= Complete the following =
a) Please write out, word for word, the stretch from "The following day" through "the United States." in the passage about the Killing Fields of Choeung Ek.
b) Pick up the passage about the Killing Fields of Choeung Ek after its final sentence and continue it.

The following day I make the trip to the Killing Fields of Choeung Ek. The most notorious scar of Pol Pot’s regime. From 1975 to 1979 millions of Cambodians were killed in the name of social experimentation. The exact number is difficult to confirm because of the genocidal chaos that gripped the country. Those deemed parasites by the Khmer Rouge - intellectuals, city-dwellers, bi-linguists, spectacle wearers, women and children - were liquidated in the name of revolution. The Western poweres were too shell-shocked from their Vietnamese debacle to consider intervention. And the UN was paralysed without the support of its main power broker. The atrocities that happened are unimaginable. They ended with a Vietnamese invasion and more warfare fuelled by guns and money from countries as diverse as China, Thailand and the United States.
Choeung Ek is now a verdant pasture surrounded by trees and ditches and dominated by a white mausoleum. The tomb contains the skulls of nearly nine thousand Khmer. Taken mostly from the prison of S-21. Women and children were included in the slaughter, often bludgeoned to death against trees. Those same trees with the dented bark and placards that tell a fraction of the story. It is this name, the Killing Fields, that springs readily to mind when Cambodia is mentioned. And it is from here that much of the nation’s pain emanates.
A young girl approaches and offers a piece of uncooked meat. She seems disappointed when I refuse. She smiles and demands the attention of my camera, whose lens has already taken the mausoleum’s surface gleam. I return her smile and offer a retractable pencil. Again being caught off guard and breaking another sacred tourist convention. Never give pencils to children. She seems taken by the gift and runs to explore it with two friends. They laugh and play in such a way that I momentarily forget the weight of history. And am distracted with watching a new generation laugh in the shadow of their forebearers’ torment.

= Excerpted data =

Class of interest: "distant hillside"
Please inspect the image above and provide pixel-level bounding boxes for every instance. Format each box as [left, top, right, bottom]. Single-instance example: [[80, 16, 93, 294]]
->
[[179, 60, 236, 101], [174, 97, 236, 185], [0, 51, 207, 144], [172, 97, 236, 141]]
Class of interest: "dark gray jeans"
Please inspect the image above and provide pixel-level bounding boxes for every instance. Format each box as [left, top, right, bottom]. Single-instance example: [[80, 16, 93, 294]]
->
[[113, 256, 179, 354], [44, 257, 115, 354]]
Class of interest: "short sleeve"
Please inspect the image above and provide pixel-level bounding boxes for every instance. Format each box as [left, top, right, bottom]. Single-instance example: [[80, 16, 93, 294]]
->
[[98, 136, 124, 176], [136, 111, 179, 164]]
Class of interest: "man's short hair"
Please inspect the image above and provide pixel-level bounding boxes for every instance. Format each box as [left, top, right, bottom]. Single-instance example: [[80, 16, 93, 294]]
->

= Activity answers =
a)
The following day I make the trip to the Killing Fields of Choeung Ek. The most notorious scar of Pol Pot’s regime. From 1975 to 1979 millions of Cambodians were killed in the name of social experimentation. The exact number is difficult to confirm because of the genocidal chaos that gripped the country. Those deemed parasites by the Khmer Rouge - intellectuals, city-dwellers, bi-linguists, spectacle wearers, women and children - were liquidated in the name of revolution. The Western poweres were too shell-shocked from their Vietnamese debacle to consider intervention. And the UN was paralysed without the support of its main power broker. The atrocities that happened are unimaginable. They ended with a Vietnamese invasion and more warfare fuelled by guns and money from countries as diverse as China, Thailand and the United States.

b)
"I went to the Killing Fields today. How can you say that will never happen again? Hun Sen is a mad man, and so many people jostle for power in this country. They’re always ready to sell each other out. And you think that it won’t happen again." Annie smiles and places two Angkors on the table. She is more confident than the day of our first meeting. But she still carries that timidness which is an endearing quality of the Khmer. "How can you be so sure?"
She takes no time offering her answer. Speaking with such measured tones that my latest cultural insensitivity goes unnoticed. "Because the world is watching now. The rest of the world won’t let that happen again. Even the Americans this time. Everything will be alright."
I leave for Siem Reap and the temples of Angkor the next day. Cruising along the river of Tonle Sap, the capital becomes that bit clearer. People like me are tainted by fear and the inability to comprehend the horrors that have been. But the Khmer have their minds set to the future. Every day that there is a lack of unrest is a day that leads to better things. Put enough of these days together and maybe things will be different. A future that will regain some of the glory of the long, lost past. Children laughing and young women philosophising. For those with the courage there may be revelations in Phnom Penh. For those, like Annie, with the courage to strain and see.
(featured June 2003)
James Jakimowicz is a teacher. He lives and works in Australia and Asia, and travels whenever he can.